_PROBLEM DESCRIPTION_
Can you output the records below exactly as they are written?

_SUPPLIED DATA_
= Beginning of Section =

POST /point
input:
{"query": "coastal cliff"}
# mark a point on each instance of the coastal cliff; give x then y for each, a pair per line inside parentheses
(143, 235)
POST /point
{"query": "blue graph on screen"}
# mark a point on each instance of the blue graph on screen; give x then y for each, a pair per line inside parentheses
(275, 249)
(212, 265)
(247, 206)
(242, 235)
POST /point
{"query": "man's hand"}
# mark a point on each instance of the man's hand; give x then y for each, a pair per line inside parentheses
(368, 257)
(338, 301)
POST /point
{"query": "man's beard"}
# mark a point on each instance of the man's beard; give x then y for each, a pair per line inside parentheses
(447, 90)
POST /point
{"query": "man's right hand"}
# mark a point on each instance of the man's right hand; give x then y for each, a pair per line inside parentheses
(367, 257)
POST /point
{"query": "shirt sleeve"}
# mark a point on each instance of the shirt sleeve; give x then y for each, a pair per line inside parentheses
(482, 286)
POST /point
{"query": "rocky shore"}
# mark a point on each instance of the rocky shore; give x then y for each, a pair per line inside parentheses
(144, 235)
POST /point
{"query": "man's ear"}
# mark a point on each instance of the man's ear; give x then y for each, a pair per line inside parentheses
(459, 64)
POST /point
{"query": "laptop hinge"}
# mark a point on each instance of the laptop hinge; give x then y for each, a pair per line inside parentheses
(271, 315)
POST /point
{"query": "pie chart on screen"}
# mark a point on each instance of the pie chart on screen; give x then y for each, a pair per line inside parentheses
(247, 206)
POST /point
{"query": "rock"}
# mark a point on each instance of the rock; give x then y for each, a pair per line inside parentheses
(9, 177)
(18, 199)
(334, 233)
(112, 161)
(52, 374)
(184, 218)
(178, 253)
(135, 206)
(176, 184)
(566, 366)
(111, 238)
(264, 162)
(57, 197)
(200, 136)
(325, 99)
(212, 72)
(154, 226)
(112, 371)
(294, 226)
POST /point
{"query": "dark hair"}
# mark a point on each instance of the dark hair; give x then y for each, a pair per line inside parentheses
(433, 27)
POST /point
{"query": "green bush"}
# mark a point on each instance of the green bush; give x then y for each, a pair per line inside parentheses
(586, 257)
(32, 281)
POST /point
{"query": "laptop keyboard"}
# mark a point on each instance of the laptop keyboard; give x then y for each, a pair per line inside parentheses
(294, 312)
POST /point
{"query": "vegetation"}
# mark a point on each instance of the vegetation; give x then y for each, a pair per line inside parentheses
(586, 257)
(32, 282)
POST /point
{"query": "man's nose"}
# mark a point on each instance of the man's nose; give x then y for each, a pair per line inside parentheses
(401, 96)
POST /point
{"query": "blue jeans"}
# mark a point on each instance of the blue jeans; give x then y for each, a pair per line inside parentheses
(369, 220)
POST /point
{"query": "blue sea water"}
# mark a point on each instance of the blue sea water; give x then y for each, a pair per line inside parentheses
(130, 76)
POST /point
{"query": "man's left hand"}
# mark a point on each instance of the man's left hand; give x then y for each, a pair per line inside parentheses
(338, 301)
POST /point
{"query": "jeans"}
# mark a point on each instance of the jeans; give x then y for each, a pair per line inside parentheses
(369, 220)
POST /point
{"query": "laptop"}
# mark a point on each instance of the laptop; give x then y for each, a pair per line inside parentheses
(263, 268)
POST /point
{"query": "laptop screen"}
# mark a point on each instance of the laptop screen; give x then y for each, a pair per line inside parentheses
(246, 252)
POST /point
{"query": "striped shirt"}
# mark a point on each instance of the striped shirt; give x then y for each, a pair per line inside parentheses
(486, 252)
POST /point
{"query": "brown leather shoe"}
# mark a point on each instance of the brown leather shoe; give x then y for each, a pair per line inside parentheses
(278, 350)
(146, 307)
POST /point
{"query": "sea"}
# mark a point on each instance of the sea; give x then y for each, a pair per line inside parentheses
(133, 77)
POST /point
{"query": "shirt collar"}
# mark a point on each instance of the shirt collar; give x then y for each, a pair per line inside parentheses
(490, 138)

= End of Section =

_EXERCISE RESULT_
POST /point
input:
{"query": "coastal cliff"}
# mark a point on each instance of the coastal cliff; give x then y for each, a pair per line inside parentheses
(143, 235)
POST /point
{"query": "blue graph on screen"}
# mark a point on each instance of the blue graph on screen; give x then y for each, a pair per line inside parentheses
(275, 249)
(212, 265)
(247, 206)
(242, 235)
POST /point
{"query": "man's hand"}
# mark a point on each instance of the man's hand; give x then y for each, a pair per line inside parentheses
(368, 257)
(338, 301)
POST /point
{"query": "man's beard"}
# mark a point on each instance of the man's beard; give x then y for each, a pair per line inside parentheses
(447, 90)
POST /point
{"query": "man's right hand"}
# mark a point on each instance of the man's right hand; give x then y for each, a pair per line inside parentheses
(367, 257)
POST /point
{"query": "shirt sleeve"}
# mark a point on each instance of the shirt sleeve; give x then y for each, a pair per line inside parentheses
(482, 286)
POST /point
{"query": "rocky shore"}
# mark a point on each instance of the rocky shore; give x then y for each, a pair per line inside parentheses
(144, 235)
POST /point
{"query": "man's ear"}
# mark a point on each instance of the man's ear; give x then y for each, a pair per line inside parentheses
(459, 64)
POST /point
{"query": "laptop hinge"}
# mark a point on each instance of the laptop hinge; give x then y for each, a pair per line inside parentheses
(271, 315)
POST /point
{"query": "pie chart on screen"}
# mark a point on each instance of the pie chart on screen; give x then y for each, a pair per line inside parentheses
(247, 206)
POST /point
{"query": "rock"}
# mark a point on each instance of the rock; give x then y for each, a pair per line inside parentheses
(9, 177)
(18, 199)
(334, 233)
(112, 161)
(52, 374)
(184, 218)
(178, 253)
(135, 206)
(176, 184)
(566, 366)
(111, 238)
(264, 162)
(57, 197)
(200, 136)
(325, 99)
(212, 72)
(154, 226)
(112, 371)
(294, 226)
POST /point
{"query": "dark hair"}
# mark a point on each instance of the dark hair; give x then y for each, a pair per line inside parentheses
(433, 27)
POST /point
{"query": "green bush"}
# mark a point on each instance of the green bush; give x then y for each, a pair per line inside parentheses
(586, 257)
(32, 281)
POST /point
{"query": "laptop keyboard"}
# mark a point on each instance of the laptop keyboard; give x then y for each, a pair per line inside parentheses
(294, 312)
POST /point
{"query": "vegetation"}
# mark a point on each instance of the vegetation; give x then y for each, a pair per line inside parentheses
(586, 257)
(32, 282)
POST /point
{"query": "man's nose"}
# mark a point on each instance of the man's nose; give x then y for each, a pair per line inside parentheses
(401, 96)
POST /point
{"query": "blue jeans"}
# mark a point on each instance of the blue jeans; give x then y for each, a pair per line inside parentheses
(369, 220)
POST /point
{"query": "blue sea water"}
# mark a point on each instance of the blue sea water; give x then y for each, a pair per line inside parentheses
(130, 76)
POST /point
{"query": "man's left hand"}
# mark a point on each instance of the man's left hand; give x then y for each, a pair per line inside parentheses
(338, 301)
POST /point
{"query": "jeans"}
# mark a point on each instance of the jeans; give x then y for each, a pair per line inside parentheses
(369, 220)
POST /point
{"query": "laptop"}
# mark a point on each instance of the laptop; give x then y for each, a pair per line inside parentheses
(263, 268)
POST /point
{"query": "laptop screen"}
# mark a point on each instance of the laptop screen; give x then y for each, a pair per line inside parentheses
(246, 252)
POST /point
{"query": "striped shirt"}
# mark a point on each instance of the striped shirt; give x then y for each, a pair per line inside parentheses
(486, 252)
POST /point
{"query": "brown leather shoe"}
# mark a point on each instance of the brown leather shoe; give x then y for each, a pair per line inside parentheses
(278, 350)
(146, 307)
POST /point
{"query": "sea"}
# mark a point on each instance of the sea; give x then y for each, a pair per line inside parentheses
(133, 77)
POST /point
{"query": "shirt collar"}
# mark a point on each instance of the shirt collar; give x then y for each, a pair per line inside parentheses
(490, 138)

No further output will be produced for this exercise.